→ Aim
Can you reproduce the passage on fishermen and the environment word for word, starting at the words "We’ve elected a" and ending after "it work differently."?
___ Supplied passage ___
Back home and on dry land, the summer subtleties of things like “regulation” and “environmental protection” are debated. In my experience, it is not the fishermen debating these things. Fishermen have historically been the planet’s first ecologists because throughout history, their livelihood depended on it. Recreational fisherman today can tell you and probably even take you to specific places where their catches have been impacted by human beings. For fisherman, the life and death cycle of their trade is sketched directly onto the canvas of the water. The old fishermen see it best and most clear.
Jesus chose fishermen to be his dearest friends and closest traveling companions. As I am transitioning into an old fisherman, I am beginning to see that he did so for very good reasons. Fisherman are keen observers with great memories. In the age before GPS marking, fisherman had to know their spots, remember each drop-off or sandbar or hidden stump that held their prizes. Fisherman know when these spots are perturbed; they have learned almost subconsciously to recognize changes and patterns, and adjust their day’s work accordingly.
For micro-plastics to go unnoticed by the average man, or for that strip-mining operation that dumps cyanide into our rivers and streams to carry on unfettered by regulation, a kind of mass amnesia would need to happen to the American people. That mass amnesia would need to be orchestrated by the corporations which benefit and their allies. No amount of damage done to a place matters much to the corporation doing the extracting or building the products. They have no intention of living in places where factories and mines and metals unleash their havoc. Once the resource is consumed or the product complete, they will do what all corporations do, and that is move on to the next money grab.
The wave of amnesia lifts for the average man only when the impacts are felt directly… but the fisherman knows I think, before the rest. She sees it happening season after season after season. She reads the canvas at the end of her fishing line, and in that instinctive space knows firsthand how human and water are meant to interact.
Jesus chose fishermen, I believe, because fishermen know life and are committed to sustain it. Fisherman are more resistant to the mass amnesia and have their own built in immune system to anything that affects their trophy spots. We see it first, and we know it when we see it, just like I could not help but count the plastic in the Gulf of Mexico.
We’ve elected a President who has hand-picked leaders around him to spread mass amnesia, especially on the issue of the environment. We’re told that environmental regulation negatively impacts business, and I have no doubt that this is true. The right thing is almost always more difficult and it usually requires more from us, than the wrong thing. The wrong thing is usually cheap and easy. Doing the right thing costs, and I don’t think I’ve ever seen it work differently.
In Macbeth, Shakespeare reminds us that “sometimes, to win us to our harm, the instruments of darkness tell us truths.” Whatever truth there may be to cutting corners on controlling pollution, whatever truth their might be in the cost savings of doing the easy thing, there is the overarching question of the harm to which such truths ultimately win our species.
Jesus is again calling fishermen and disciples to his journey of truth-telling. I, for one, cannot tell him no.
___ Provided records ___
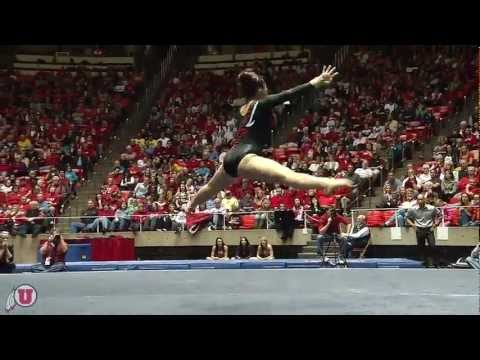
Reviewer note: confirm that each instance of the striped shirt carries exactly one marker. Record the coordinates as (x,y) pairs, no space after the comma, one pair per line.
(423,217)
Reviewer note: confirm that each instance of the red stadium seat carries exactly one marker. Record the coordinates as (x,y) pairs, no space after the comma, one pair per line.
(375,218)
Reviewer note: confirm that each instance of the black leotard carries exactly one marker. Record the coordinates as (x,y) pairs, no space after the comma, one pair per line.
___
→ Reply
We’ve elected a President who has hand-picked leaders around him to spread mass amnesia, especially on the issue of the environment. We’re told that environmental regulation negatively impacts business, and I have no doubt that this is true. The right thing is almost always more difficult and it usually requires more from us, than the wrong thing. The wrong thing is usually cheap and easy. Doing the right thing costs, and I don’t think I’ve ever seen it work differently.